• **Record set**
━━━━━━━━━━
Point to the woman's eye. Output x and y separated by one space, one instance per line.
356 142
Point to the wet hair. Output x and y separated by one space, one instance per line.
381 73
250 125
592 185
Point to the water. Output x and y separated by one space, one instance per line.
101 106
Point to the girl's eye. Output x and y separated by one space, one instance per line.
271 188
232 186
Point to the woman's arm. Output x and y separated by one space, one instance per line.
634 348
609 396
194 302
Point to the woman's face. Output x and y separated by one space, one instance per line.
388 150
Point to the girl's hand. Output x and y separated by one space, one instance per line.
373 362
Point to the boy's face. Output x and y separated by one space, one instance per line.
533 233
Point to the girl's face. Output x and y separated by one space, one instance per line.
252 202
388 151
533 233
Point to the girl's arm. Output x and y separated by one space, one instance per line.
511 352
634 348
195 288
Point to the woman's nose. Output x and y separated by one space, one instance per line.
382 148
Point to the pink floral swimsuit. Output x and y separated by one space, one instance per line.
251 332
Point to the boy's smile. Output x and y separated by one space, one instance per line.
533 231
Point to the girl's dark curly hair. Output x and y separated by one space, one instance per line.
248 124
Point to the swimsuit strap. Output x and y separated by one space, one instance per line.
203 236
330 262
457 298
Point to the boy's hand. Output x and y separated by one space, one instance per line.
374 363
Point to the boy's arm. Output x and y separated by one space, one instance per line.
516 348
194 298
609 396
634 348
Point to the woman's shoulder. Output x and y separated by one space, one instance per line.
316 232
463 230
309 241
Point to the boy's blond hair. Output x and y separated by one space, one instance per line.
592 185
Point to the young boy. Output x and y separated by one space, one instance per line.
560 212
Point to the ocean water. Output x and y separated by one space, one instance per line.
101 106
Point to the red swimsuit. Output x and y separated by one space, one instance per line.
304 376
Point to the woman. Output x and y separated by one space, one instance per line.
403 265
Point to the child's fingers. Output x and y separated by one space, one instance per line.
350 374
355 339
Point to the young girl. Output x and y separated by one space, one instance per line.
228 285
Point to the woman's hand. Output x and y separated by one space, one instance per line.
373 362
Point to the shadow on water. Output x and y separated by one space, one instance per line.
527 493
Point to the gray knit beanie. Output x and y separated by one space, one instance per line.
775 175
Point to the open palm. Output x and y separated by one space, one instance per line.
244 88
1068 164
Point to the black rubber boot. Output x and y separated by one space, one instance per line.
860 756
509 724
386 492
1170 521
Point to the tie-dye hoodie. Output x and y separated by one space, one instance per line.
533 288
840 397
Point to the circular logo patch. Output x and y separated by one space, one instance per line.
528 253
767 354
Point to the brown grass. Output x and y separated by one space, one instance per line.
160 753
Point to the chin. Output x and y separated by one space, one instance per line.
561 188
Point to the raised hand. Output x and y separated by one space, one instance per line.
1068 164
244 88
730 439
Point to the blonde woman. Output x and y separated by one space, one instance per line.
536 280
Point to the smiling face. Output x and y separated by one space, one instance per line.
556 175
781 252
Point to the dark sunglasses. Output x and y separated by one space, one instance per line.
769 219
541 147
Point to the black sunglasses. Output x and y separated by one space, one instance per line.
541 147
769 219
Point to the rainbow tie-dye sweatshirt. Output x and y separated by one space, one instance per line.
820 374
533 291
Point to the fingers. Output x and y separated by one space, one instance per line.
━━━━━━━━━━
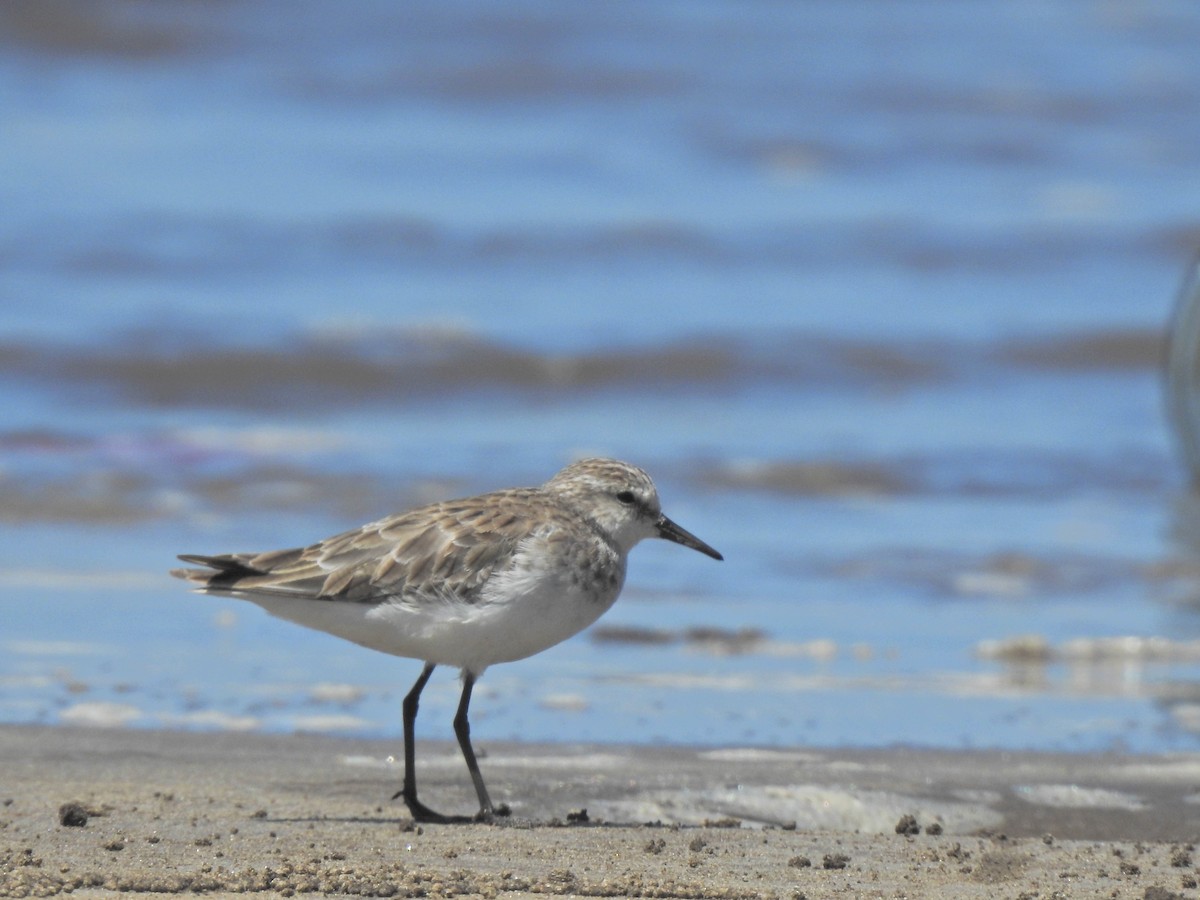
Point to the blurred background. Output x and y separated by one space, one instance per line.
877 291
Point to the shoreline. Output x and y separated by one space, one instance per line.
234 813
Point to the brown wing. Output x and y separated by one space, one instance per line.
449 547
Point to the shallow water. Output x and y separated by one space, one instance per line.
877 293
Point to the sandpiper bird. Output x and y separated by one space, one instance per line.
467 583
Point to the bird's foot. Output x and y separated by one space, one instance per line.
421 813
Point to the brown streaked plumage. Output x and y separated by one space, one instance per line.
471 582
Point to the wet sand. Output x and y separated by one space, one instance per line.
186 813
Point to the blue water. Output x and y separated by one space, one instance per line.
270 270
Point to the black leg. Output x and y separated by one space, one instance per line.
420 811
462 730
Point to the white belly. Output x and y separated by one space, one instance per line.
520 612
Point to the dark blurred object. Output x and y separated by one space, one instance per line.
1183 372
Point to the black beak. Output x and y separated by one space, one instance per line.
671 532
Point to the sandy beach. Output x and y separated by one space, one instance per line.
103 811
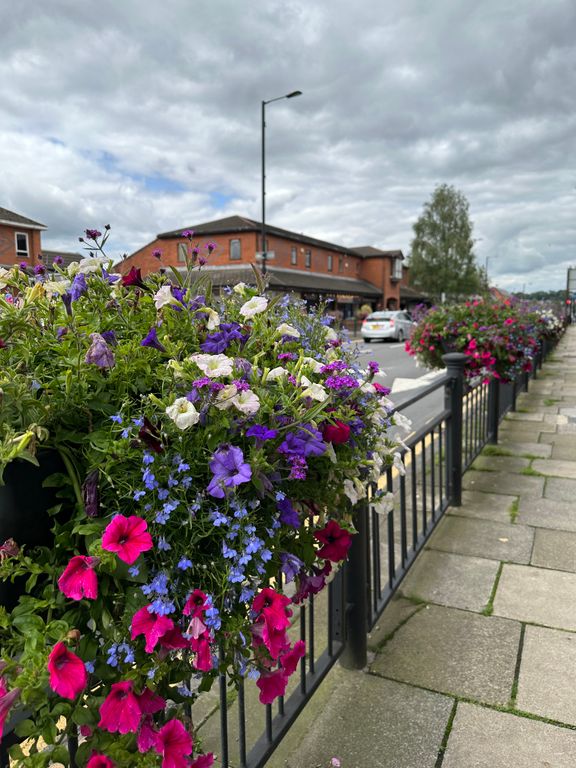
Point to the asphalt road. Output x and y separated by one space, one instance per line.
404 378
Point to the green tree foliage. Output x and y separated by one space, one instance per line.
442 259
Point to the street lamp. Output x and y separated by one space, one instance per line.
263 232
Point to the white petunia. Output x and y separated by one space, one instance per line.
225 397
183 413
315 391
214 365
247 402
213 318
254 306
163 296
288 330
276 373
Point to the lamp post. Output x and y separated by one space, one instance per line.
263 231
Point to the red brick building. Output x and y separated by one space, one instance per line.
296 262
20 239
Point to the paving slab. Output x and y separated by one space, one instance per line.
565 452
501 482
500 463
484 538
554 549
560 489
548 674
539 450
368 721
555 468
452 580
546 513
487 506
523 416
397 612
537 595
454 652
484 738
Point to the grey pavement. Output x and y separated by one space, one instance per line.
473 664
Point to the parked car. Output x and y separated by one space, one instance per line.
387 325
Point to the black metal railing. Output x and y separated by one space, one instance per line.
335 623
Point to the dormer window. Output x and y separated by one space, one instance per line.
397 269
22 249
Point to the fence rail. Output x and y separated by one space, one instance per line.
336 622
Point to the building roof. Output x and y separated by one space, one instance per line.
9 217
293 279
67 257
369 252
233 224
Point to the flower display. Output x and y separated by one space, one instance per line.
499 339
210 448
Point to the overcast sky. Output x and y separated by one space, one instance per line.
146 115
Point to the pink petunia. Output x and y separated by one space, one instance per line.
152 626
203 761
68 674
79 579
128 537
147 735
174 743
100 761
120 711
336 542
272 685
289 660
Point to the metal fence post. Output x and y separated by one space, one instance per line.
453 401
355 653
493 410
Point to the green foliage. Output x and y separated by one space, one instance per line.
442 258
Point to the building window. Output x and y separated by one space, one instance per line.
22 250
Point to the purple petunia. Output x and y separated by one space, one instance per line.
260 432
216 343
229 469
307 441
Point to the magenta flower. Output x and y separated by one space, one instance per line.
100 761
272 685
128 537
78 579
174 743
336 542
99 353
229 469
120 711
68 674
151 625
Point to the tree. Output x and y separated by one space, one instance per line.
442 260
━━━━━━━━━━
• **What is required**
From the records above, copy out the line with "Point to the raised", the line with "Point to the fingers.", and every line between them, word for word.

• **Written answer**
Point to the raised hand. Output x and y separated by one space, one instance per line.
1068 164
244 88
730 439
Point to the blonde woman. Output x and y separated by one space, one instance per line.
536 280
Point to the smiling face. Output x and y separated by one space, one instance per line.
556 175
781 252
Point to the dark sunglasses. Output x and y separated by one space, one instance per line.
769 219
541 147
Point to the black sunglasses. Output x and y separated by one space, one instance per line.
541 147
769 219
Point to the rainbow tie-dye sweatshirt. Output x and y separated by one space, one instance per line.
820 374
533 291
Point to the fingers. Output x and y separated by one space, one instance per line.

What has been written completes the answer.